# Article

Is there a way to easily force apalike.bst to drop article titles...?

(Remark: I updated this answer in after EL_DON posted a comment to note that the original answer, posted way back in August 2011, no longer works, presumably because of some update that was applied to BibTeX in the meantime.)

Short answer: Yes.

Longer answer: I suggest you proceed as follows:

  • Find the file apalike.bst in your TeX distribution. Make a copy of this file and call the copy, say, apalike-notitlefield.bst. (Do not edit an original file of the TeX distribution directly.

  • Open apalike-notitlefield.bst in a text editor. The program you use to edit your tex files will do fine.

  • Find the function format.title. (In my copy of the file, this function starts on line 264.)

  • In this function, locate the line

         { title "t" change.case$ }
    

Change this line to

        { "" }

Essentially, you're now instructing BibTeX to do nothing with the title field even if it's non-empty.

(Entries from a pointing dataset)
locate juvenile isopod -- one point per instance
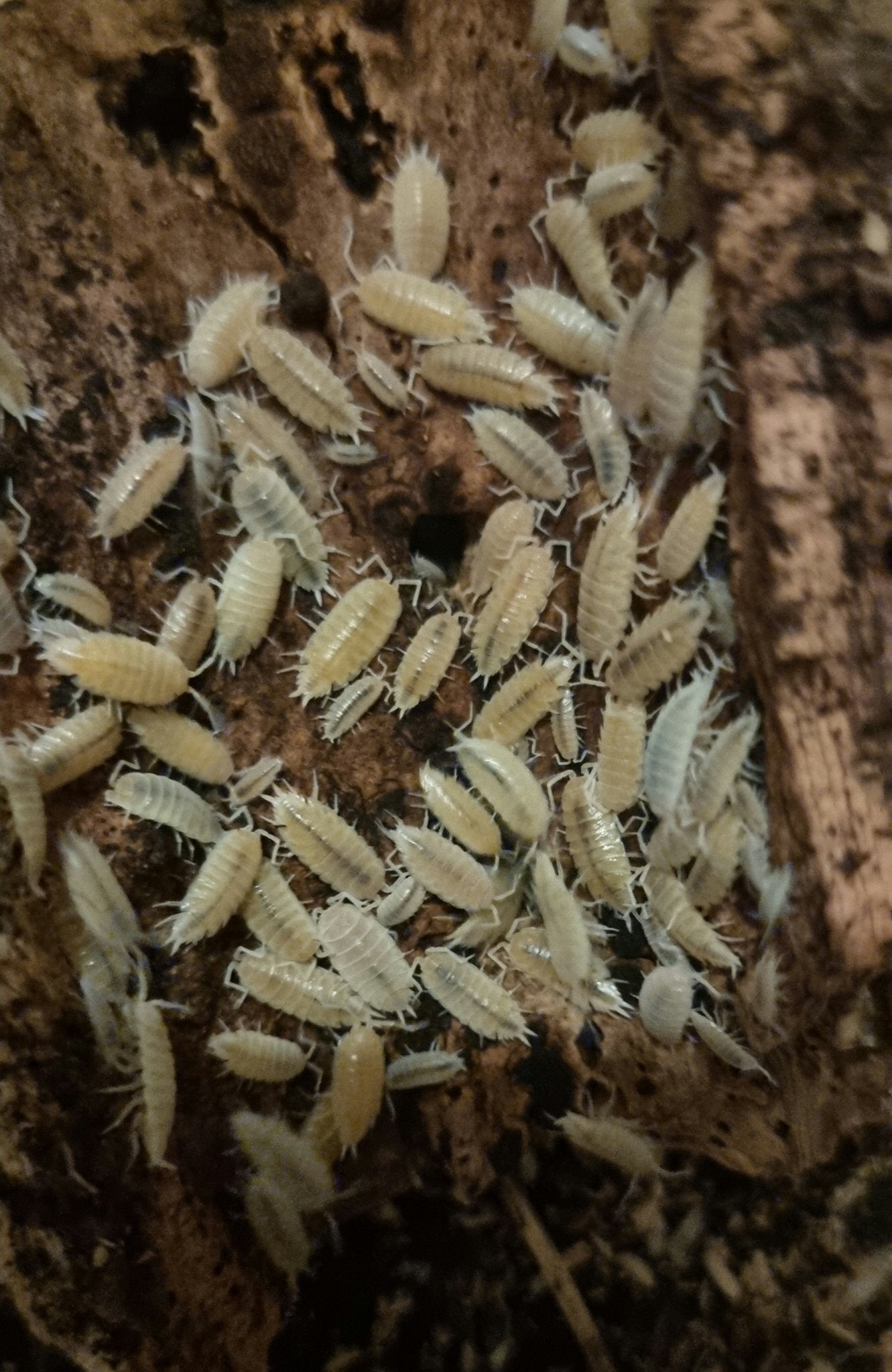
(512, 608)
(352, 634)
(165, 802)
(508, 785)
(346, 709)
(247, 602)
(136, 488)
(218, 888)
(302, 382)
(523, 456)
(607, 579)
(183, 744)
(221, 328)
(420, 214)
(689, 529)
(328, 845)
(426, 661)
(188, 623)
(460, 813)
(471, 996)
(673, 908)
(76, 746)
(423, 309)
(670, 742)
(258, 1056)
(523, 700)
(277, 918)
(596, 844)
(487, 374)
(657, 648)
(606, 442)
(76, 593)
(357, 1087)
(360, 949)
(413, 1071)
(621, 754)
(444, 869)
(562, 330)
(19, 781)
(677, 356)
(119, 667)
(665, 1002)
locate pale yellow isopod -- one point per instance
(360, 949)
(423, 309)
(607, 579)
(188, 623)
(352, 634)
(136, 488)
(512, 608)
(460, 813)
(677, 356)
(688, 531)
(249, 594)
(357, 1085)
(621, 754)
(426, 661)
(76, 746)
(471, 996)
(165, 802)
(76, 593)
(221, 328)
(120, 667)
(183, 744)
(562, 330)
(420, 214)
(218, 888)
(258, 1056)
(487, 374)
(523, 700)
(302, 382)
(657, 648)
(328, 845)
(523, 456)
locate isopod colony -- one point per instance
(538, 845)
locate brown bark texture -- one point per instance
(149, 150)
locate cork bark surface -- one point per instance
(151, 149)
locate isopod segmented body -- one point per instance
(76, 746)
(657, 648)
(444, 869)
(688, 531)
(221, 330)
(137, 486)
(183, 744)
(302, 382)
(352, 634)
(258, 1056)
(512, 608)
(487, 374)
(460, 813)
(423, 309)
(247, 602)
(426, 661)
(218, 887)
(328, 845)
(523, 456)
(420, 214)
(471, 996)
(562, 330)
(365, 955)
(165, 802)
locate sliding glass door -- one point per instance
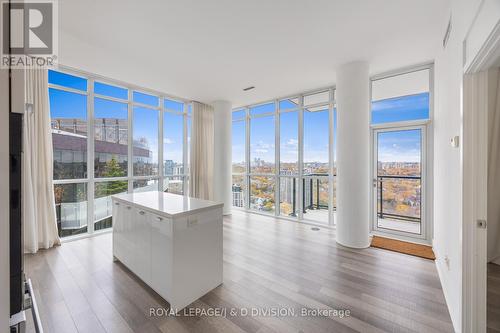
(398, 181)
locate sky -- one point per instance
(403, 146)
(399, 146)
(73, 105)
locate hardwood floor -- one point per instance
(268, 264)
(493, 310)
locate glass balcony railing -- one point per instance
(399, 198)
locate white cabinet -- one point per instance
(173, 243)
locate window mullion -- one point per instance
(90, 156)
(161, 137)
(130, 150)
(300, 207)
(277, 158)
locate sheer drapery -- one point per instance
(39, 213)
(202, 152)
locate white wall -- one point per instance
(222, 154)
(353, 165)
(4, 201)
(447, 160)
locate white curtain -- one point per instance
(202, 152)
(494, 167)
(39, 212)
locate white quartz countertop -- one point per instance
(168, 204)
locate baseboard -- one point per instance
(441, 269)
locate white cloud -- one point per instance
(168, 141)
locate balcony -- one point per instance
(399, 203)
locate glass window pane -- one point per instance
(173, 129)
(173, 185)
(262, 194)
(66, 80)
(145, 99)
(262, 145)
(289, 143)
(145, 148)
(145, 185)
(239, 114)
(289, 104)
(321, 97)
(175, 106)
(109, 90)
(71, 208)
(238, 146)
(316, 142)
(402, 97)
(263, 108)
(103, 205)
(404, 108)
(239, 191)
(316, 194)
(289, 196)
(110, 138)
(399, 155)
(68, 113)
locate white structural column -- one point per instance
(222, 154)
(353, 155)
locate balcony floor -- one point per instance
(321, 216)
(399, 225)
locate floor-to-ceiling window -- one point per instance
(111, 138)
(262, 158)
(400, 117)
(283, 152)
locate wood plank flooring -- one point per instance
(493, 299)
(269, 264)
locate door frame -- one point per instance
(422, 125)
(485, 35)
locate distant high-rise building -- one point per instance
(237, 196)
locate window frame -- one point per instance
(427, 222)
(277, 177)
(91, 180)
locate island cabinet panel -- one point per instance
(173, 243)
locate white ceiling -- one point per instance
(209, 50)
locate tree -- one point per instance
(112, 169)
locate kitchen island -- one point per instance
(171, 242)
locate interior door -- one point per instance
(398, 181)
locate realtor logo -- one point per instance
(31, 29)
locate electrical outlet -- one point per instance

# What you need to do
1 - Reproduce the whole BibTeX answer word for word.
2 - Rewrite only the entries from the line containing "locate white ceiling" through the final line of the entries, both ends included and requests kept. Scale every point coordinate by 1.8 and round to whole numbers, with halves going up.

# Problem solutions
1 -
Is there a way to easily force apalike.bst to drop article titles...?

(Remark: I updated this answer in after EL_DON posted a comment to note that the original answer, posted way back in August 2011, no longer works, presumably because of some update that was applied to BibTeX in the meantime.)

Short answer: Yes.

Longer answer: I suggest you proceed as follows:

  • Find the file apalike.bst in your TeX distribution. Make a copy of this file and call the copy, say, apalike-notitlefield.bst. (Do not edit an original file of the TeX distribution directly.

  • Open apalike-notitlefield.bst in a text editor. The program you use to edit your tex files will do fine.

  • Find the function format.title. (In my copy of the file, this function starts on line 264.)

  • In this function, locate the line

         { title "t" change.case$ }
    

Change this line to

        { "" }

Essentially, you're now instructing BibTeX to do nothing with the title field even if it's non-empty.

2 -
locate white ceiling -- one point per instance
(376, 90)
locate tree -- one point per instance
(202, 304)
locate kitchen island -- one point per instance
(308, 436)
locate interior door -- one point per instance
(716, 326)
locate realtor logo -- one point per instance
(56, 52)
locate electrical outlet -- one point per instance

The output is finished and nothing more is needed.